#### [Exercise directions]
Please return every line of the records below that holds the word "each".

-- Exercise materials follows --

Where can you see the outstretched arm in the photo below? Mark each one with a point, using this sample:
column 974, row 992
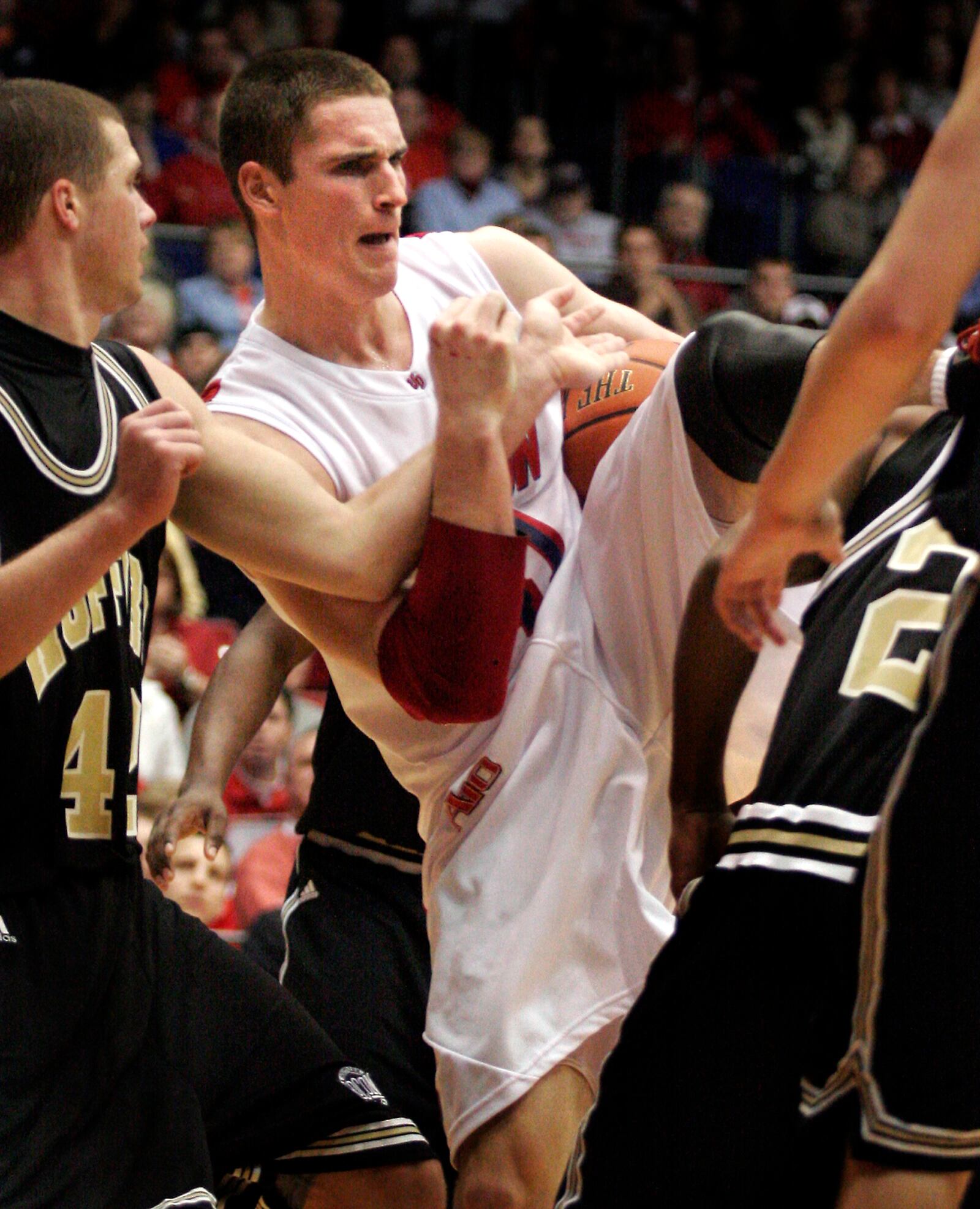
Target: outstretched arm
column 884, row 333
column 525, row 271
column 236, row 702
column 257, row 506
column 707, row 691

-- Exercise materials concluded --
-- Exercise materials follows --

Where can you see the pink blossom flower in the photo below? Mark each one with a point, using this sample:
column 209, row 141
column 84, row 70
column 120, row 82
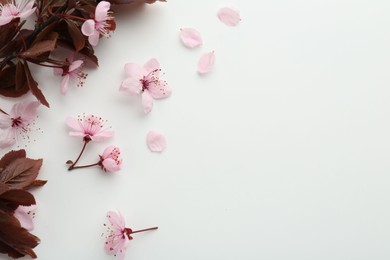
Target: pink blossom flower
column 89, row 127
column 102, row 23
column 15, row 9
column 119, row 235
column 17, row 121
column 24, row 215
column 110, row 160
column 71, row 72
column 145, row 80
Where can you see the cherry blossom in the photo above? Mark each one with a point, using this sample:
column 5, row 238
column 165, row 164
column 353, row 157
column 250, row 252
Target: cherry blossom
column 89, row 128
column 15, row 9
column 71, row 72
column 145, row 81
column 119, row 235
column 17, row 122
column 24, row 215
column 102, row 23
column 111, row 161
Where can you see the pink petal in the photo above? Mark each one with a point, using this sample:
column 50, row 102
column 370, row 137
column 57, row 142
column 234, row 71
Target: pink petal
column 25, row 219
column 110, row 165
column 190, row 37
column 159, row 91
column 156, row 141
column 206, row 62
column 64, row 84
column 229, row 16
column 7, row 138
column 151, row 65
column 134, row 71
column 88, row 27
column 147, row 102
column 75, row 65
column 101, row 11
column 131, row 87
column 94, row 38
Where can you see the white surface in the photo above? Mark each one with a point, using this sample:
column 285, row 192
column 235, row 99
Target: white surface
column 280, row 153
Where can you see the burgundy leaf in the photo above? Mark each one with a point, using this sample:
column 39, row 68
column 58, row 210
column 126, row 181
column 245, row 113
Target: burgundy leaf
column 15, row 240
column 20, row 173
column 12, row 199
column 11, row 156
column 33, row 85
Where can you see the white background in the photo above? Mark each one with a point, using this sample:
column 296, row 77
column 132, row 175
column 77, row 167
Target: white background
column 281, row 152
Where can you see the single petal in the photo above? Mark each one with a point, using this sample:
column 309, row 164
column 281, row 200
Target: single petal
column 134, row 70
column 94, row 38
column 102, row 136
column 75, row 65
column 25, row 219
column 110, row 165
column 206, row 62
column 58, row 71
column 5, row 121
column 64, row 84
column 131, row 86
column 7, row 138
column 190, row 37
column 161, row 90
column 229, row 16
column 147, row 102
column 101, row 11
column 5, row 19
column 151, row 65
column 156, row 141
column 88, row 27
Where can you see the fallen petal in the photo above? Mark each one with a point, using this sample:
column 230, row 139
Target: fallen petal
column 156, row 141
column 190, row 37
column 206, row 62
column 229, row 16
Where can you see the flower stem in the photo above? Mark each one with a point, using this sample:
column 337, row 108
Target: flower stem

-- Exercise materials concluded --

#### [Your response]
Where can you see the outstretched arm in the photo below? Mark each one with a point, using this sample:
Where can you see the pink blossom flower in the photo below? Mark each one with a point, using this sample:
Where can you see the cherry blossom in the photo above? Mark each one with a point, using this sample:
Where can you see the pink petal in the photo above? Mark each one with a point, using this sample:
Where can you see the white surface in the photo above? Mark each one with a point, using this sample:
Where can you see the burgundy leaf in the photo above? Mark each one with a point, using this sample:
Where can you see the white background in the photo above? Mark each one with a point, using this sample:
Where can you see the single petal in the photo above? Mark each one with a point, using this sample:
Where can you see the fallen petal in the photo above? Mark each one with a point, using this sample:
Where can you see the flower stem in the photo above? Mark each one with a point, using this sample:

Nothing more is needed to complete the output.